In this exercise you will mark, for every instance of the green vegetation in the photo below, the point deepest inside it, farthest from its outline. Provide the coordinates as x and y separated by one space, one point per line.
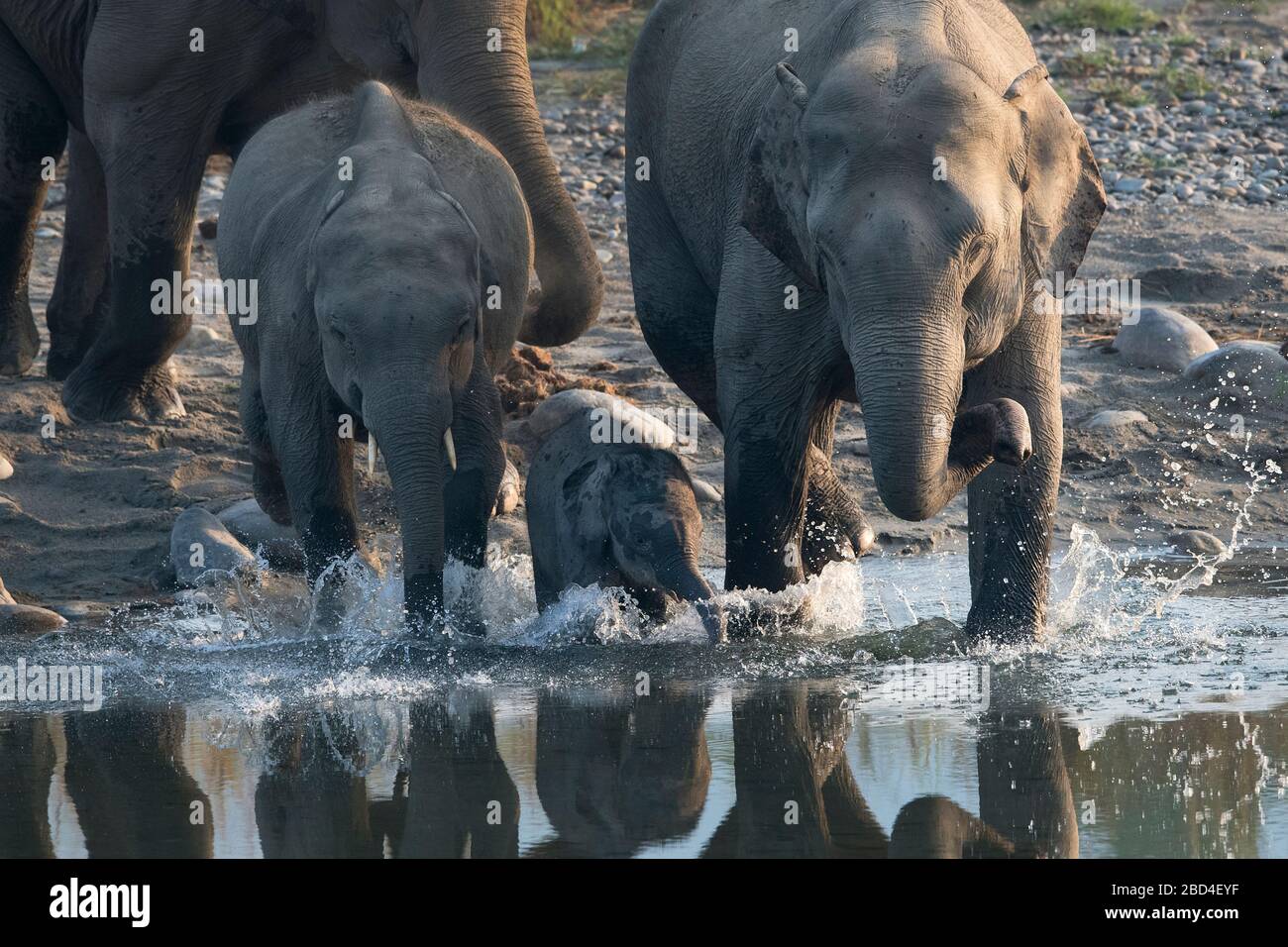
592 31
1103 14
1183 39
553 24
1117 90
1183 81
1089 63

_ _ _ _

Do this: Can you reproduce the records above word for word, leaving out the pictures?

Answer to this task:
In this exercise you will mark, for every instance of the green vegetation in the photo below, the point deepest inside it, farthest from its outline. Provide the coordinates as x and y separated by one space, one point per line.
592 31
1103 14
1183 39
553 24
1117 90
1183 81
1089 63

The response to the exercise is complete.